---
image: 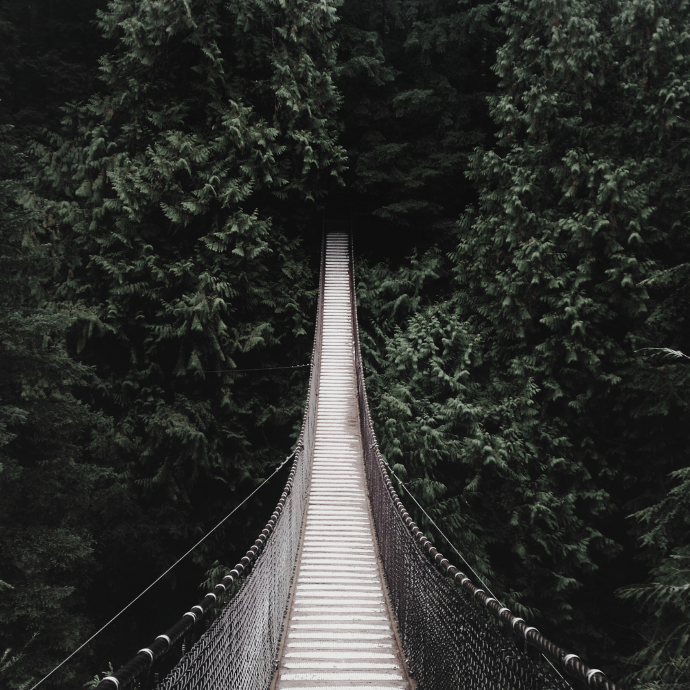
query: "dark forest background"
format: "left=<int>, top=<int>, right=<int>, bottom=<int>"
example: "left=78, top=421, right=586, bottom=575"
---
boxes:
left=0, top=0, right=690, bottom=690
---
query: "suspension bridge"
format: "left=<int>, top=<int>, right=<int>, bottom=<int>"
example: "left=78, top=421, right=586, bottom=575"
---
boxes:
left=98, top=232, right=617, bottom=690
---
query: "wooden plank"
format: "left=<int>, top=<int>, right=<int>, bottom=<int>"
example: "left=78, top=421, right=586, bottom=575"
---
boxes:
left=275, top=233, right=410, bottom=690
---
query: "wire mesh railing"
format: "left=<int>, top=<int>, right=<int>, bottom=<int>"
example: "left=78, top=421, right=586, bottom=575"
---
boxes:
left=97, top=236, right=325, bottom=690
left=350, top=232, right=616, bottom=690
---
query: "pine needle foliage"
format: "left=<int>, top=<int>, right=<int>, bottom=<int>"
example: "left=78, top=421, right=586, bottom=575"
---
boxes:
left=14, top=0, right=345, bottom=680
left=0, top=125, right=120, bottom=690
left=362, top=0, right=690, bottom=675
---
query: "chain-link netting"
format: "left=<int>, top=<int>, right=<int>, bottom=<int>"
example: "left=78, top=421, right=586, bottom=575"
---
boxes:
left=98, top=230, right=616, bottom=690
left=350, top=232, right=615, bottom=690
left=98, top=235, right=324, bottom=690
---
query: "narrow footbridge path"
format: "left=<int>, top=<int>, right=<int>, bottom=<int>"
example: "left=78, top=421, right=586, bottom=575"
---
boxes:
left=277, top=233, right=409, bottom=690
left=97, top=233, right=617, bottom=690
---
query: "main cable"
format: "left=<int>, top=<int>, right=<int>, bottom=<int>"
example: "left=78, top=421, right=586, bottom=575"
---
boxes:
left=31, top=448, right=297, bottom=690
left=381, top=456, right=572, bottom=687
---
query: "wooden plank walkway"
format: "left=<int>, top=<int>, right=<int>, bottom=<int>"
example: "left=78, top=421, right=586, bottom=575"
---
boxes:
left=275, top=233, right=410, bottom=690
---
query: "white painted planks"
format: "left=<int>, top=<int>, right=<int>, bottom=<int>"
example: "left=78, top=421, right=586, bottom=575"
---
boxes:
left=275, top=233, right=409, bottom=690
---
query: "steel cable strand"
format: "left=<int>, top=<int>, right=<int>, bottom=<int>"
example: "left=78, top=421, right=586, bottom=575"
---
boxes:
left=97, top=236, right=325, bottom=690
left=350, top=231, right=617, bottom=690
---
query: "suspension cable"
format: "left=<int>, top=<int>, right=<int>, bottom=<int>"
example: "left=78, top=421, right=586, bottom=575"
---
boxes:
left=381, top=455, right=570, bottom=685
left=31, top=449, right=297, bottom=690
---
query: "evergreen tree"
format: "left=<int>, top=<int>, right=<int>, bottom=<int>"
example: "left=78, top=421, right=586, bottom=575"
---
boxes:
left=18, top=0, right=344, bottom=676
left=0, top=125, right=120, bottom=689
left=337, top=0, right=494, bottom=256
left=354, top=0, right=690, bottom=680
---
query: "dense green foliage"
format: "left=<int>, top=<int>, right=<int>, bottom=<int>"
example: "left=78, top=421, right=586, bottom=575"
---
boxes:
left=354, top=1, right=690, bottom=680
left=0, top=0, right=690, bottom=690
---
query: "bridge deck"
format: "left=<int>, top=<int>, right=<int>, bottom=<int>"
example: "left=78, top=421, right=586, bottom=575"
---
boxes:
left=275, top=233, right=409, bottom=690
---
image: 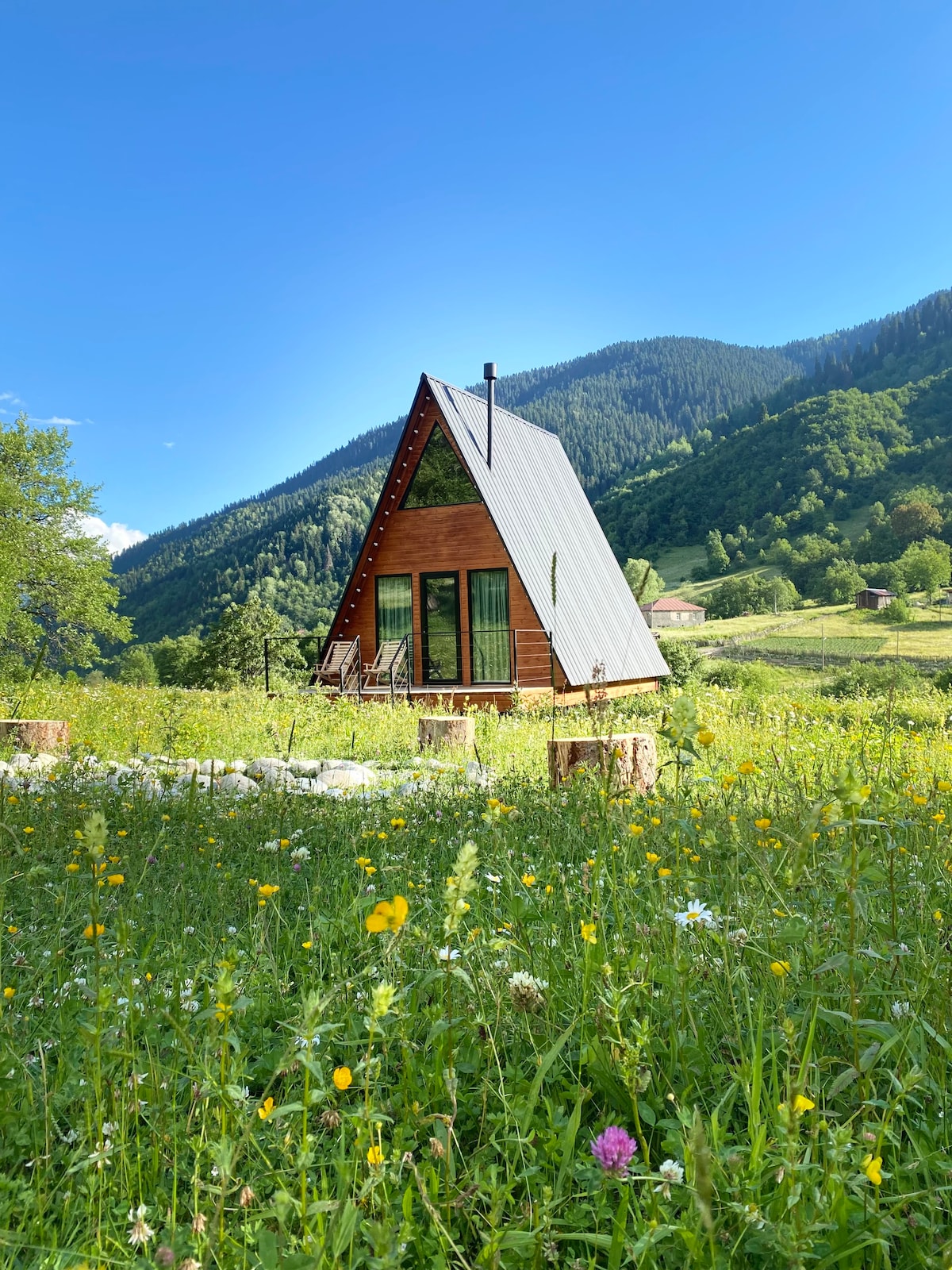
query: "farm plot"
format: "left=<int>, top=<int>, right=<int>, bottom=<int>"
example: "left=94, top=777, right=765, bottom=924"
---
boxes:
left=743, top=635, right=886, bottom=658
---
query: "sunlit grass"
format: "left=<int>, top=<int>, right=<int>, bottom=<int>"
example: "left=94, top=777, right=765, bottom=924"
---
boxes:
left=0, top=686, right=952, bottom=1270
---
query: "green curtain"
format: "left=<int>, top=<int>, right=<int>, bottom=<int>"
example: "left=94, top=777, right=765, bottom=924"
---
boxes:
left=377, top=573, right=413, bottom=648
left=470, top=569, right=510, bottom=683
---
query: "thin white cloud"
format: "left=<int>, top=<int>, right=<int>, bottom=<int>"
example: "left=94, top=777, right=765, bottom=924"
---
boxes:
left=83, top=516, right=148, bottom=555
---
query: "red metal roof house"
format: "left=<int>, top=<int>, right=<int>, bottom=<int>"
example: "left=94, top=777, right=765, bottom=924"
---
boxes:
left=639, top=595, right=707, bottom=630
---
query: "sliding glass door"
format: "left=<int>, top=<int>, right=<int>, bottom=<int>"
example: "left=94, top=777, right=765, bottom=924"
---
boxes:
left=377, top=573, right=413, bottom=648
left=420, top=573, right=463, bottom=683
left=470, top=569, right=512, bottom=683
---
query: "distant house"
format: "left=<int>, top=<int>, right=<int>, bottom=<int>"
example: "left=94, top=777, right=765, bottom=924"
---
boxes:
left=855, top=587, right=896, bottom=608
left=639, top=595, right=707, bottom=631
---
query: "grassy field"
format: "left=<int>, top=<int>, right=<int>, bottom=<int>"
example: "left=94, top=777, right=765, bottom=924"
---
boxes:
left=0, top=675, right=952, bottom=1270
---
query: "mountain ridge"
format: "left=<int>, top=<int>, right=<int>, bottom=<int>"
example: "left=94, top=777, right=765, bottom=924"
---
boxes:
left=113, top=297, right=949, bottom=640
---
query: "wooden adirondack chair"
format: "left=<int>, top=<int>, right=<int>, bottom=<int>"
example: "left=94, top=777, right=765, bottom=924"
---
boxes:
left=363, top=639, right=404, bottom=687
left=309, top=639, right=353, bottom=687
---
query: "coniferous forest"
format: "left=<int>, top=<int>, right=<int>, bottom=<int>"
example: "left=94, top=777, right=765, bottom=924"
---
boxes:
left=114, top=291, right=952, bottom=641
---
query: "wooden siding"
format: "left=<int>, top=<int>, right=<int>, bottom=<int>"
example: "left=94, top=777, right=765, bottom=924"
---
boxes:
left=332, top=395, right=565, bottom=695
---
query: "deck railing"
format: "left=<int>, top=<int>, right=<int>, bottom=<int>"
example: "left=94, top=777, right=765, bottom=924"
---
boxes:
left=309, top=627, right=554, bottom=700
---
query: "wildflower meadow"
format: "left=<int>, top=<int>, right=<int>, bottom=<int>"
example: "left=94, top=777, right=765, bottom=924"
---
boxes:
left=0, top=681, right=952, bottom=1270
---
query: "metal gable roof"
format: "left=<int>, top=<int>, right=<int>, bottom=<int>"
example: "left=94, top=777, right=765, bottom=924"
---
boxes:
left=424, top=375, right=669, bottom=683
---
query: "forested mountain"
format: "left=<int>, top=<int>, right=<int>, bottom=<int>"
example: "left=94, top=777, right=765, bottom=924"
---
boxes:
left=595, top=292, right=952, bottom=557
left=114, top=291, right=939, bottom=640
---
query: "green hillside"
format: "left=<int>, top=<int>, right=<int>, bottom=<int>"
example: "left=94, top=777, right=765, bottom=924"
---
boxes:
left=597, top=292, right=952, bottom=556
left=114, top=298, right=952, bottom=641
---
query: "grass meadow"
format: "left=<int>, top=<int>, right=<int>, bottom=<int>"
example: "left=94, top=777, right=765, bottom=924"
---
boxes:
left=0, top=673, right=952, bottom=1270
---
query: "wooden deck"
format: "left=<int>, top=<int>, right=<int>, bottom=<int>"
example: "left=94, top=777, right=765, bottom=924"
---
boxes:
left=298, top=679, right=658, bottom=714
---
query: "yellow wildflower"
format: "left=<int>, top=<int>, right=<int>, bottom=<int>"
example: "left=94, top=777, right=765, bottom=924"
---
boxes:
left=862, top=1156, right=882, bottom=1186
left=332, top=1067, right=354, bottom=1094
left=364, top=895, right=410, bottom=935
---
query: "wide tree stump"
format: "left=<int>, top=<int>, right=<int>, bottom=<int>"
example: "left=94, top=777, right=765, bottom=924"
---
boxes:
left=0, top=719, right=70, bottom=754
left=416, top=715, right=476, bottom=749
left=548, top=732, right=658, bottom=794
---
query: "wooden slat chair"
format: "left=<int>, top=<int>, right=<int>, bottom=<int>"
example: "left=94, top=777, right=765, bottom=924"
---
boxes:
left=309, top=639, right=353, bottom=687
left=363, top=639, right=404, bottom=688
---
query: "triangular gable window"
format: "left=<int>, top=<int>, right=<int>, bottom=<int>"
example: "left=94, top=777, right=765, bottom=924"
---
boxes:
left=402, top=423, right=482, bottom=506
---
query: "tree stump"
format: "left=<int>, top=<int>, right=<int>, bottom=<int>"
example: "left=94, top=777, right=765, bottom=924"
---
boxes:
left=548, top=732, right=658, bottom=794
left=416, top=715, right=476, bottom=749
left=0, top=719, right=70, bottom=754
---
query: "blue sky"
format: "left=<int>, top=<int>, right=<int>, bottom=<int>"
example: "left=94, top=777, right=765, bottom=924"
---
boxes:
left=0, top=0, right=952, bottom=532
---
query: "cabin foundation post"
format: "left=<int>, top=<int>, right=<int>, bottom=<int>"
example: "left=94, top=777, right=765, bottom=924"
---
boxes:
left=416, top=715, right=476, bottom=749
left=0, top=719, right=70, bottom=754
left=548, top=732, right=658, bottom=794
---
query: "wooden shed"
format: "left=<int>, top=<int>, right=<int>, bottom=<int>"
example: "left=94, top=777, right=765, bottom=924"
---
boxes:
left=315, top=364, right=668, bottom=709
left=855, top=587, right=896, bottom=608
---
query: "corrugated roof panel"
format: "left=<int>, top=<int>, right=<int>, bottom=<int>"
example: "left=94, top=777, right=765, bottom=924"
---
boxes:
left=425, top=376, right=669, bottom=683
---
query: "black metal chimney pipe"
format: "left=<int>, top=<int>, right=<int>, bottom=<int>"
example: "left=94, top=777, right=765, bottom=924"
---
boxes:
left=482, top=362, right=497, bottom=468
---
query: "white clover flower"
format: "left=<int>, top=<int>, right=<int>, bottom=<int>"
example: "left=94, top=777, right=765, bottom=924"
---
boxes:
left=129, top=1204, right=155, bottom=1249
left=509, top=970, right=548, bottom=1014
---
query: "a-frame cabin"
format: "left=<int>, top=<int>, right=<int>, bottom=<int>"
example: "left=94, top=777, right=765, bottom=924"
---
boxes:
left=320, top=364, right=668, bottom=710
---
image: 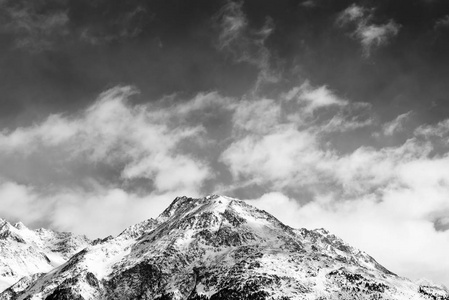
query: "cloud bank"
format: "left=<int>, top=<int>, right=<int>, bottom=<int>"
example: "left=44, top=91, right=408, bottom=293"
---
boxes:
left=337, top=4, right=400, bottom=57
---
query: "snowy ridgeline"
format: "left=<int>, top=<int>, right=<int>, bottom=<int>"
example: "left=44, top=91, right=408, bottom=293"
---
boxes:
left=0, top=195, right=449, bottom=300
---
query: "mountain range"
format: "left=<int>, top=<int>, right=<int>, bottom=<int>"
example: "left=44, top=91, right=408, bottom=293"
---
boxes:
left=0, top=195, right=449, bottom=300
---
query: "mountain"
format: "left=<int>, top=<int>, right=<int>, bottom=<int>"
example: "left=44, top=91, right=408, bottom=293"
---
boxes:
left=0, top=195, right=449, bottom=300
left=0, top=219, right=90, bottom=291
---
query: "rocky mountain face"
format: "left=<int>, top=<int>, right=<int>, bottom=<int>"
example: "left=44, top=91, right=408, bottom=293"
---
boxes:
left=0, top=196, right=449, bottom=300
left=0, top=219, right=90, bottom=290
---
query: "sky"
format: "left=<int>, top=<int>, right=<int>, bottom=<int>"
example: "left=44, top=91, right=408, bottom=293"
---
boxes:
left=0, top=0, right=449, bottom=286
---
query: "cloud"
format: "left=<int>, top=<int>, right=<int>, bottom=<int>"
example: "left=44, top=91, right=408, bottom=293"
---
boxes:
left=251, top=151, right=449, bottom=283
left=76, top=5, right=147, bottom=45
left=220, top=82, right=371, bottom=190
left=0, top=1, right=69, bottom=52
left=0, top=81, right=449, bottom=282
left=337, top=4, right=400, bottom=57
left=382, top=111, right=412, bottom=136
left=0, top=87, right=213, bottom=236
left=215, top=1, right=280, bottom=90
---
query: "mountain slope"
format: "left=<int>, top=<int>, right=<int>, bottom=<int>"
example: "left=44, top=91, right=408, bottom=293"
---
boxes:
left=0, top=219, right=90, bottom=291
left=0, top=196, right=449, bottom=300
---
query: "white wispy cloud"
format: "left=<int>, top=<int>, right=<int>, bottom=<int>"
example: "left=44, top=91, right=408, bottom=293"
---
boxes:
left=382, top=111, right=413, bottom=136
left=0, top=82, right=449, bottom=282
left=337, top=4, right=400, bottom=57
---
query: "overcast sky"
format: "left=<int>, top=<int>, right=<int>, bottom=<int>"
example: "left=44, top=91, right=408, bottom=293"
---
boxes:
left=0, top=0, right=449, bottom=285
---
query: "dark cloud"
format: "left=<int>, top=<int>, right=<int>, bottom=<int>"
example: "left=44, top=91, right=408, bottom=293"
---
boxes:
left=0, top=0, right=69, bottom=52
left=0, top=0, right=449, bottom=281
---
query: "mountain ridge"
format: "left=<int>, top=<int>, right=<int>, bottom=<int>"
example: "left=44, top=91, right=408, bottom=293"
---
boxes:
left=0, top=195, right=449, bottom=300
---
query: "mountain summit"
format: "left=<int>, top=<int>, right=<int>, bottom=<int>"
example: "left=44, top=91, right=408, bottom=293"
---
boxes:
left=0, top=195, right=449, bottom=300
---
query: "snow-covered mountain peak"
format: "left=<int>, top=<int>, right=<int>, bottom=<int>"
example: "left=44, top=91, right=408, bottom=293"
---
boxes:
left=0, top=195, right=449, bottom=300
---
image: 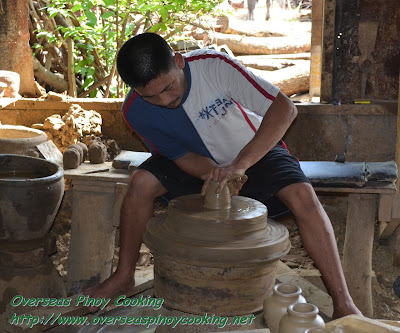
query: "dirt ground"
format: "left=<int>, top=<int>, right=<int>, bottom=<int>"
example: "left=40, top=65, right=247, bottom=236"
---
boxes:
left=51, top=1, right=400, bottom=320
left=51, top=189, right=400, bottom=320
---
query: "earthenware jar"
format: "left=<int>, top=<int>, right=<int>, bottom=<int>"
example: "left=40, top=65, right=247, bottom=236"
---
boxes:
left=0, top=154, right=66, bottom=332
left=264, top=283, right=306, bottom=333
left=279, top=303, right=325, bottom=333
left=143, top=180, right=290, bottom=316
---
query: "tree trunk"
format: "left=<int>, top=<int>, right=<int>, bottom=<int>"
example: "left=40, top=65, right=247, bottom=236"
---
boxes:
left=0, top=0, right=36, bottom=97
left=250, top=60, right=310, bottom=96
left=215, top=33, right=311, bottom=54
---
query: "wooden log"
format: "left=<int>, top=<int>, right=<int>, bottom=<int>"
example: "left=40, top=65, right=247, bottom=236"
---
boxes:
left=33, top=58, right=68, bottom=92
left=236, top=55, right=307, bottom=71
left=250, top=60, right=310, bottom=96
left=343, top=193, right=377, bottom=317
left=214, top=32, right=311, bottom=54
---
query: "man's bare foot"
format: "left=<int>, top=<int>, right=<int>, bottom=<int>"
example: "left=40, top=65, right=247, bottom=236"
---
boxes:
left=83, top=272, right=135, bottom=313
left=332, top=302, right=364, bottom=320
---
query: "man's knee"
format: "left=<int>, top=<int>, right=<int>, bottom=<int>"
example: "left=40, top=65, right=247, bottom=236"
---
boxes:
left=126, top=169, right=167, bottom=200
left=277, top=183, right=322, bottom=216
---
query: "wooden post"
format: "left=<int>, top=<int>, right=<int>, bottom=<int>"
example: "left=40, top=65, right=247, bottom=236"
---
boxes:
left=67, top=180, right=116, bottom=294
left=343, top=193, right=377, bottom=317
left=310, top=0, right=323, bottom=100
left=67, top=38, right=77, bottom=97
left=321, top=0, right=336, bottom=103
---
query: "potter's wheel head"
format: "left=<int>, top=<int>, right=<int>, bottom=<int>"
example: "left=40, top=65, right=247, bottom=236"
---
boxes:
left=144, top=195, right=290, bottom=266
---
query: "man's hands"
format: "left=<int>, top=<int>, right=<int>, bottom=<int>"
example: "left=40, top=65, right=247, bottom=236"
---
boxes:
left=201, top=162, right=247, bottom=195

+++++

- _YOUR INSTRUCTIONS_
Render the entries, from their first line through the line containing "left=98, top=235, right=324, bottom=690", both ends included, as a Markdown table with the columns "Row" and "Line": number each row and give the line beside it, leaving out blank lines and the pictures.

- _RIGHT ANSWER_
| Row | Line |
|---|---|
| 1 | --- |
| 2 | image:  |
| 3 | query: "dark forest background" |
| 4 | format: "left=<int>, top=<int>, right=<int>, bottom=<int>" |
| 5 | example: "left=78, top=421, right=586, bottom=575" |
| 6 | --- |
| 7 | boxes: |
| 8 | left=0, top=0, right=690, bottom=690 |
| 9 | --- |
| 10 | query: "suspension bridge" |
| 11 | format: "left=<int>, top=<int>, right=<int>, bottom=<int>" |
| 12 | example: "left=78, top=421, right=586, bottom=575" |
| 13 | --- |
| 14 | boxes: |
| 15 | left=98, top=232, right=617, bottom=690 |
| 16 | --- |
| 17 | query: "wooden plank" |
| 18 | format: "left=<int>, top=<int>, right=<int>, bottom=<int>" |
| 19 | example: "left=78, top=421, right=586, bottom=575" |
| 20 | --- |
| 21 | boxes: |
| 22 | left=275, top=233, right=410, bottom=690 |
| 23 | --- |
| 24 | query: "wire mesh railing" |
| 25 | format: "left=<int>, top=<int>, right=<int>, bottom=<int>" |
| 26 | example: "left=78, top=421, right=586, bottom=575" |
| 27 | --- |
| 28 | boxes: |
| 29 | left=97, top=236, right=325, bottom=690 |
| 30 | left=350, top=232, right=616, bottom=690 |
| 31 | --- |
| 32 | query: "pine needle foliage" |
| 33 | format: "left=<int>, top=<int>, right=<int>, bottom=<int>" |
| 34 | example: "left=78, top=421, right=586, bottom=575" |
| 35 | --- |
| 36 | boxes: |
| 37 | left=14, top=0, right=345, bottom=680 |
| 38 | left=0, top=125, right=120, bottom=690 |
| 39 | left=362, top=0, right=690, bottom=675 |
| 40 | --- |
| 41 | query: "chain-link netting" |
| 42 | format: "left=<int>, top=<int>, right=<int>, bottom=<int>" |
| 43 | example: "left=78, top=421, right=586, bottom=575" |
| 44 | --- |
| 45 | boxes: |
| 46 | left=98, top=230, right=616, bottom=690 |
| 47 | left=350, top=232, right=615, bottom=690 |
| 48 | left=98, top=235, right=324, bottom=690 |